-- START OF Listed entries --

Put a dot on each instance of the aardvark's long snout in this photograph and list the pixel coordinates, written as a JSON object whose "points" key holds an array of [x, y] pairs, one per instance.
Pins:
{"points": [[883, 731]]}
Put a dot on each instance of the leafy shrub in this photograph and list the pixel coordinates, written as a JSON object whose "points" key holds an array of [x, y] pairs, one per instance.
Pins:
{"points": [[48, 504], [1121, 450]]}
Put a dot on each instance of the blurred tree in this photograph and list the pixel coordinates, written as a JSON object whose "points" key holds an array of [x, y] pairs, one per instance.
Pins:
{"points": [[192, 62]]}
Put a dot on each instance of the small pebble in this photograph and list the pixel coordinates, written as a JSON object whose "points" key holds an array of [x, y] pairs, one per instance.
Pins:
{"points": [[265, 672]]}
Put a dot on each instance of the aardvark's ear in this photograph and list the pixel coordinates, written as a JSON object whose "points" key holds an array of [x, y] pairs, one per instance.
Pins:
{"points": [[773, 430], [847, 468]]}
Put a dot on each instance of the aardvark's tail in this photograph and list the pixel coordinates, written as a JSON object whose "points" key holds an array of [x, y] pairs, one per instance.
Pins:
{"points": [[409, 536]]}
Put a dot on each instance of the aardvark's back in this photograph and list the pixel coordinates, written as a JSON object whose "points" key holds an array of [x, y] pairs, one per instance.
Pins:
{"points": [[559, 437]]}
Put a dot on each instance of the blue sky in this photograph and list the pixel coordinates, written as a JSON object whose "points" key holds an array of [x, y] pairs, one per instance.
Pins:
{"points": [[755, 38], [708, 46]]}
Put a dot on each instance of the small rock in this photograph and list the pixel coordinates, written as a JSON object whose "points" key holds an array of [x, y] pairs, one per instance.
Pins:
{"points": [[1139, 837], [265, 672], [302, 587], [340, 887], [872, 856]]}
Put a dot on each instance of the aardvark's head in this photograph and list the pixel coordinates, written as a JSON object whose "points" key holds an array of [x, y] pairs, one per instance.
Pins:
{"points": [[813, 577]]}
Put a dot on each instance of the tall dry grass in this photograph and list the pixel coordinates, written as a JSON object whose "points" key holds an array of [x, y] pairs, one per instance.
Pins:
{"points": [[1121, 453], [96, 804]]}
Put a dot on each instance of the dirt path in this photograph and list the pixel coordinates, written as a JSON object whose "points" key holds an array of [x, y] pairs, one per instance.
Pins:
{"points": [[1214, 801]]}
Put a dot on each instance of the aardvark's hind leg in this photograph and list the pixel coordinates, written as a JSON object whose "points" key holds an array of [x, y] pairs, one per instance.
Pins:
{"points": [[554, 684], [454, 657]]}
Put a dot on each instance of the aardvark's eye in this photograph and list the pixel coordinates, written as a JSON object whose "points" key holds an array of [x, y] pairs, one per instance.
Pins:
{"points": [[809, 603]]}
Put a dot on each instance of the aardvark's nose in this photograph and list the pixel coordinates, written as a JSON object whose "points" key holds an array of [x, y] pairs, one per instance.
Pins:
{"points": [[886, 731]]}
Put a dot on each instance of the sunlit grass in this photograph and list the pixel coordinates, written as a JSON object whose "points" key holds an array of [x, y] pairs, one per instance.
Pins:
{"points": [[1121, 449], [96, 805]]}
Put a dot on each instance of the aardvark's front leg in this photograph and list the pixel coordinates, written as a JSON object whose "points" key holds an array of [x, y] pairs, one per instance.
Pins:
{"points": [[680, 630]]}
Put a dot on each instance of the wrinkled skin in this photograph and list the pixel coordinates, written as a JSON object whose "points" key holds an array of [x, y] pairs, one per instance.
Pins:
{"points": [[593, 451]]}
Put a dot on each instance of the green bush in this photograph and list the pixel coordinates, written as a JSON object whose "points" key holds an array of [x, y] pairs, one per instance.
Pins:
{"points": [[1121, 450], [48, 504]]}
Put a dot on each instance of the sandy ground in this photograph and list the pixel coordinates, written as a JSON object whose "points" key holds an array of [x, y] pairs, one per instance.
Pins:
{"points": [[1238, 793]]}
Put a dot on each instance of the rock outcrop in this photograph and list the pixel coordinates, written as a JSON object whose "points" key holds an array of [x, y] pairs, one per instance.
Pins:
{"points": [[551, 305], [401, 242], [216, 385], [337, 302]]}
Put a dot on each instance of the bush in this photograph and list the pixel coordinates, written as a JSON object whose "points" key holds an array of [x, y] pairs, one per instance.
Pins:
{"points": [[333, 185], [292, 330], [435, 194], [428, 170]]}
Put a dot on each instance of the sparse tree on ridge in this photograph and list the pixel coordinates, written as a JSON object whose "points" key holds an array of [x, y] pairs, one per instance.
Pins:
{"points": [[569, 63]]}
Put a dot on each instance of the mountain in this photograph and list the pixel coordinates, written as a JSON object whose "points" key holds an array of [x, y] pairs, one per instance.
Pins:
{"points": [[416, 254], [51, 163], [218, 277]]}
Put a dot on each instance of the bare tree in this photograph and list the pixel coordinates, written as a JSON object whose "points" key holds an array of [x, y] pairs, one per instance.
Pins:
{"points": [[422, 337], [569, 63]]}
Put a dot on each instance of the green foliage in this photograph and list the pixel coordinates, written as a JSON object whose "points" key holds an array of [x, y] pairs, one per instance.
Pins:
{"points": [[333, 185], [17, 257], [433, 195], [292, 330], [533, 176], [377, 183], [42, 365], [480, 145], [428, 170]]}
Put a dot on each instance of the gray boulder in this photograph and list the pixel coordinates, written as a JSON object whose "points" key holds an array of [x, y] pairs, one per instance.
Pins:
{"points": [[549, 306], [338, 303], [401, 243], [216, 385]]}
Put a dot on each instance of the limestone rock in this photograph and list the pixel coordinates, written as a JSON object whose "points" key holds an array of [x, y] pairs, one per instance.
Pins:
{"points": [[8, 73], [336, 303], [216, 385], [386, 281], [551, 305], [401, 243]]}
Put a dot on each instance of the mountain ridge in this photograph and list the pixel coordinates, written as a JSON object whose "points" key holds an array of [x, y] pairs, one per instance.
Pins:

-- END OF Listed entries --

**Objective**
Copy out everything from the line containing "Put a dot on each instance of the bare" down to the end of the records, keeping each line as it stands except that each coordinate in the answers is shifted up by 61.

**Finished exercise**
Put a dot on each instance of the bare tree in this photograph and list the pixel coordinates, written as a JSON object whose "points" key holds an array of [x, y] pairs, one per instance.
Pins:
{"points": [[483, 398], [630, 124]]}
Put a dot on each instance of the green foliage in this photograph and list the pixel coordinates, written as a JSON object whose "points" key holds an array of [x, y] pairs, one per instance.
Pins:
{"points": [[394, 246], [78, 318], [494, 256], [353, 391], [594, 237], [438, 244], [103, 426], [541, 206], [489, 231]]}
Put a dot on each instance of the gray boulder in this photograph and list the pixel coordinates, written as a JSON object whose "points" key holds an array of [x, y] pairs, one per instance.
Pins:
{"points": [[610, 367], [399, 364], [462, 304], [277, 446]]}
Put a dot on each instance of the limestone rock in this photograph and list the pixel coordinates, written as a JSON object whose "points" key holds an array of [x, y] pairs, one per instance.
Pins:
{"points": [[69, 134], [397, 364], [277, 446], [447, 342], [612, 366], [462, 304]]}
Put a dot on each instance of the mountain ridge in this photograph and list the pixel coordinates, written as a JSON object whose "points" key holds an array of [x, y] pairs, one per instance.
Pins:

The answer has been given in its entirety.